WHAT YOU NEED TO DO: Every line of the data below is to be retyped exactly.

(Items from a dataset)
..........

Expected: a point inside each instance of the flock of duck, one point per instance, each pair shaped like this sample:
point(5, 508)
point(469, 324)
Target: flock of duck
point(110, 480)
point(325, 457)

..........

COMPLETED EXERCISE:
Expected: a point inside each instance of the flock of duck, one point per instance, each pair shaped like this sample:
point(5, 508)
point(469, 324)
Target: flock of duck
point(110, 480)
point(325, 457)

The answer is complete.